• **Work to be completed**: Copy out each line of the data below in which "mark" appears.

** Opening Extracted data block **

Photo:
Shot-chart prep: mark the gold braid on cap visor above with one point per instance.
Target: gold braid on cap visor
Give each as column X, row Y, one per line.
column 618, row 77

** Closing Extracted data block **
** Opening Extracted data block **

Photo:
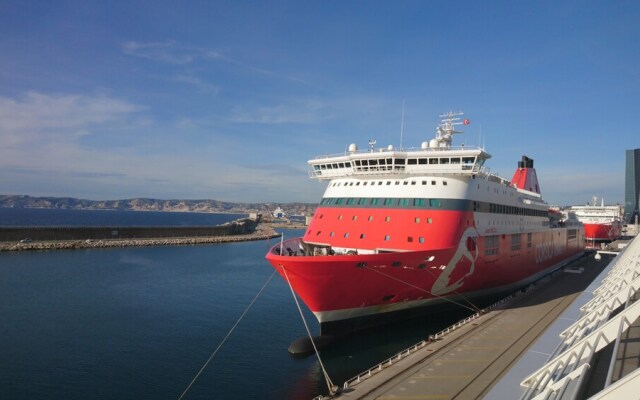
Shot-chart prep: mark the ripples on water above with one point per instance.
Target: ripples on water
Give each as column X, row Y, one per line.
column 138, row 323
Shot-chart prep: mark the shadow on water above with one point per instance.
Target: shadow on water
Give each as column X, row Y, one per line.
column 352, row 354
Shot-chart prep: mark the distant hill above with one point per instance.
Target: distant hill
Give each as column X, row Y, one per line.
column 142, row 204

** Closing Extracted data block **

• **Solved exercise**:
Shot-chart prep: mark the gold braid on cap visor above with one point per instance.
Shot-chart prep: mark the ripples on water above with one point per instance.
Shot-chart prep: mark the shadow on water above with one point per instance.
Shot-chart prep: mark the distant hill above with one point per instance.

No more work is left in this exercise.